Therefore the largest wild canid is about 80 times the size of the smallest, and the largest felid is over 150 times the size of the smallest. The largest wild felid is more than 3.5 times the size of the largest wild canid, and far larger than the largest domestic breed of dog. (In any case, domestic breeds shouldn’t really be considered, since they have nothing to do with why large canids don’t occur in the wild.)

The reasons for the discrepancy have already been given. Most large canids are cursorial pack hunters, and very large size is unnecessary for pack hunters and a may be a disadvantage for cursorial hunters. Packs of large canids can take prey equivalent in size or even larger than those available to large felids, which are primarily ambush hunters.

The niche of large solitary canid-type carnivore is already occupied by bears in most places, so there is little opportunity for canids to evolve into this niche. While extant bears with the exception of the Polar Bear are primarily omnivorous rather than carnivorous, the enormous extinct Short-faced Bear seems to have been an active hunter.

I was looking forward to chiming in that its not the pack hunting per se (the arguement could be made that lions practice a form of pack hunting), but the persistence (or cursorial) hunting that keeps the size down. Unfortunately I am too late, a bunch of faster, smarter people already said as much.

I didn’t read all the responses, but I did want to call out Colibri’s last post. Did you go to college or something? Very interesting information and analysis, you may have me fooled, but it even sounds like the conculsions you came to were your own (as opposed to regurgitated science text).

Speaking of sizes of cats and dogs (not sure if this counts as a hijack)… I wonder if there is a concentration of small (domestic cat size) and large (say, cheetah on up) Felids (Felorum?) species, as opposed to medium (bobcat size).

If there is a dearth of medium sized cats (this is my impression), is it related to competition (maybe from canids? the prey doesn’t overlap so well, but wolves will eat lemmings, etc.) or if is informed by the most common cat hunting behavior (solitaryish).

If that is the case, then is the hunting behavior informed by the size of the prey that is most effectively caught by the solitary hunting strategy? Or is it a matter of small size prey gets small size hunter, and medium to large prey all get large hunter?
_ _ _ _ _
*To do*:
Answer these from the canid and felid size discussion above:
1. About how many times the size of the smallest wild canid is the largest wild canid?
2. What kind of hunters are large felids said to be primarily?
3. Which extinct bear seems to have been an active hunter?
_ _ _ _ _
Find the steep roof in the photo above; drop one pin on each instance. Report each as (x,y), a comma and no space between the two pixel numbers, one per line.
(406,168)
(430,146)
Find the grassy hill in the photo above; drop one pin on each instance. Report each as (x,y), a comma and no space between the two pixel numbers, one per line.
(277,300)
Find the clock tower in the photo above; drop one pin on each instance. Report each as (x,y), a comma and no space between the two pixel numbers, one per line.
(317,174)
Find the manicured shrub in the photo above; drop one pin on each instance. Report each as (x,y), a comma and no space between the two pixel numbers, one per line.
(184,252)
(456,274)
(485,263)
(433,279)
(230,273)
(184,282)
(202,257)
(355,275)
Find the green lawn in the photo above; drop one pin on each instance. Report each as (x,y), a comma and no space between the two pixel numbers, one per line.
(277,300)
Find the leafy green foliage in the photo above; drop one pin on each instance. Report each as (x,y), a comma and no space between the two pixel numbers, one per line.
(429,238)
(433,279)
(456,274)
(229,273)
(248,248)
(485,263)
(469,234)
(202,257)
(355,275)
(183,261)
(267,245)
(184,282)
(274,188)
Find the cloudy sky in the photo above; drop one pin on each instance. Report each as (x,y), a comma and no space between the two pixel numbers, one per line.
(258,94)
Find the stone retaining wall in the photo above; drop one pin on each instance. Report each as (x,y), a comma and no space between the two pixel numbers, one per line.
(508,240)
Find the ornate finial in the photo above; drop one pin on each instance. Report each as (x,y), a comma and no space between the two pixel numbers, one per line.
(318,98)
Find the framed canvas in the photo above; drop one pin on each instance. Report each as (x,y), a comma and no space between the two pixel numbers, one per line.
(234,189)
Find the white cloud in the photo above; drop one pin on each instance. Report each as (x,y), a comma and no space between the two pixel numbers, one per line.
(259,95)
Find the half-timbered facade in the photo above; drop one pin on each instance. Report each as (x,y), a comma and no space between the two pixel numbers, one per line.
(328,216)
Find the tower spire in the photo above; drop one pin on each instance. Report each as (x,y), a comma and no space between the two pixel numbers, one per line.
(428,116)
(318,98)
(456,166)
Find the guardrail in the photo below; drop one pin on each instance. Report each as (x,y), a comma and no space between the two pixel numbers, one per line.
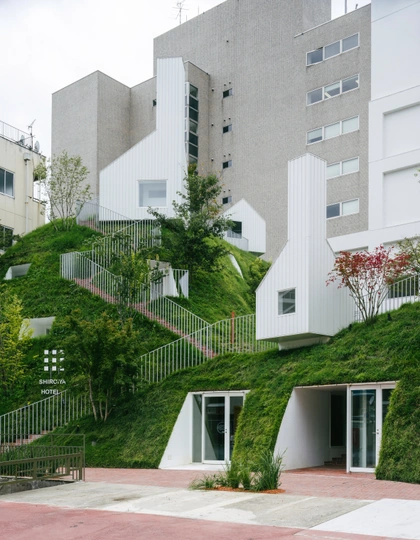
_ _ _ _ _
*Your solution*:
1. About 80 times.
2. Ambush hunters.
3. The Short-faced Bear.